» Directions
**A)** According to the Volta Lake article, how much arable lakeside land does the plan aim to cultivate?
**B)** Retype the Volta Lake article from "The engagement brought" up to and including "and development partners.".

» Reading text

President John Dramani Mahama has outlined a comprehensive plan to turn the Volta Lake into one of the drivers of the 24-hour economy policy.
The President revealed that he had received a complete draft of the 24-hour economy policy from the secretariat and one of the boldest suggestion in that document was the development of the Volta Lake Economic Corridor.

“This corridor, centred on the Volta Lake and the Volta Basin, will become a national production zone and logistics fund. The plan envisions cultivating over two million hectares of arable lakeside land, revitalising the fishery sector on the lake, and creating a chain of industrial parks that produce goods for domestic and regional markets,” the President outlined.
He made this known at the Presidency in Accra yesterday when he held a multi-sectorial engagement on the implementation of the 24-hour economy policy.
The engagement brought to the seat of government participants from state agencies, private sector companies, associations and federations, and development partners.

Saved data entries
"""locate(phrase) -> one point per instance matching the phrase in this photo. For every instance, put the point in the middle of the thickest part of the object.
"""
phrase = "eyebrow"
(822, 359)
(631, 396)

» Answers in order
**A)** Over two million hectares.

**B)**
The engagement brought to the seat of government participants from state agencies, private sector companies, associations and federations, and development partners.